* **Challenge a**: List the differences that the passage on Gnutella query caching names between Gnutella query caching and previous caching approaches.

* **Text block**:
━━━

Sripanidkulchai  studied Gnutella traffic and, much like this paper, proposed the use of caching to improve performance. There exist however, several differences between our work and that of Sripanidkulchai. First, we collect Gnutella traces simultaneously from three different points on the Globe in order to make sure that our approach is not specific to one geographic region. Second, our definition of caching is fundamentally different from that in Sripanidkulchai . For example, Sripanidkulchai  caches query results independently from the node that made the query, which, in return, may result in delivering incomplete query responses. Furthermore, our performance metrics completely differ from that used in . While Sripanidkulchai  uses the traditional performance metric of ``hit rate'', we show that in Gnutella query result caching, ``hit rate'' is not well defined and alternative performance metrics need to be considered.
Gnutella query caching, can be viewed as an extension of web document caching  and of search engine query caching [11,9]. However, Gnutella query caching has significant differences from previous caching approaches including (i) different temporal locality characteristics, (ii) different performance benefits, and (iii) different staleness properties. For example, a search engine's query result can safely be cached for several hours (if not for days). On the contrary, Gnutella query results may easily become stale within a few minutes.

━━━

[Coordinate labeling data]
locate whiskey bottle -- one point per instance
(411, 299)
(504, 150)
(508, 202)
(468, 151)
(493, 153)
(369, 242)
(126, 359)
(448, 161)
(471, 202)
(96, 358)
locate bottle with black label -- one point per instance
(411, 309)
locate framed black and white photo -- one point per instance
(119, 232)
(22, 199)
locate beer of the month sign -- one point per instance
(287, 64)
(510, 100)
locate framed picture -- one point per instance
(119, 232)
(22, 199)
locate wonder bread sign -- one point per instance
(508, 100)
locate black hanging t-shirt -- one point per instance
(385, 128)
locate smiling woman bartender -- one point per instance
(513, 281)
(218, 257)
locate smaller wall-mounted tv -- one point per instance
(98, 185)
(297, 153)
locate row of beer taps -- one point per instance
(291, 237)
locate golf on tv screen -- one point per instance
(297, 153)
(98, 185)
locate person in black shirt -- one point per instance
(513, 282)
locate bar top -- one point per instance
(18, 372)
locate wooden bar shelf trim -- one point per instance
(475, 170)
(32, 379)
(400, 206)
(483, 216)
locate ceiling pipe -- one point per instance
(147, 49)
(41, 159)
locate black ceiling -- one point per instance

━━━

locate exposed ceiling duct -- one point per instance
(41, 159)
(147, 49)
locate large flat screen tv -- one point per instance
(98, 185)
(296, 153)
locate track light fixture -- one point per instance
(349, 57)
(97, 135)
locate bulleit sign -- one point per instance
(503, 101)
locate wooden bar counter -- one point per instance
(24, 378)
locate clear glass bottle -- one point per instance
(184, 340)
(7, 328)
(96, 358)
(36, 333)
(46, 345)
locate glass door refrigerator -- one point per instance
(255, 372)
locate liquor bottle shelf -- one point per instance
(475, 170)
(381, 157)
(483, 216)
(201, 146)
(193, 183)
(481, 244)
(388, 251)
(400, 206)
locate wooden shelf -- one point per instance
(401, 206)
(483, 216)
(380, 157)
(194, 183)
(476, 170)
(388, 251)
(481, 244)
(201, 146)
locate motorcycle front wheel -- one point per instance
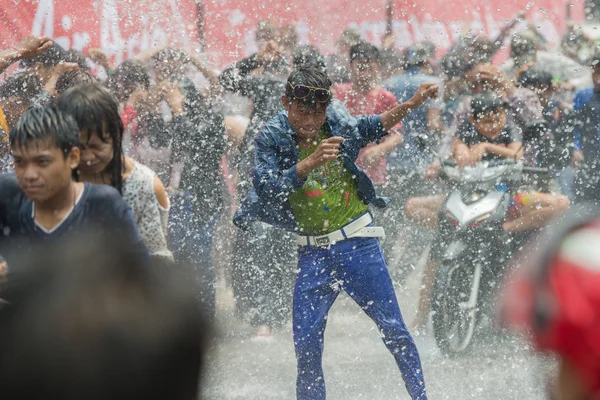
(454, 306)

━━━

* **Challenge b**: Render the records from the line with "locate smaller wall-mounted" to the line with "locate black ceiling" as a numbered list, leaving out any blank lines.

* **Correct response a**:
- Different temporal locality characteristics
- Different performance benefits
- Different staleness properties

* **Correct response b**:
1. locate smaller wall-mounted tv -- one point per instance
2. (98, 185)
3. (297, 153)
4. locate row of beer taps -- one point per instance
5. (291, 237)
6. locate golf on tv screen -- one point per instance
7. (297, 153)
8. (98, 185)
9. locate person in black shirt -- one point per instance
10. (513, 282)
11. locate bar top -- one point per instance
12. (18, 372)
13. locate wooden bar shelf trim -- one point per instance
14. (475, 170)
15. (32, 379)
16. (400, 206)
17. (483, 216)
18. locate ceiling pipe -- one point per instance
19. (147, 49)
20. (41, 159)
21. locate black ceiling -- one point per instance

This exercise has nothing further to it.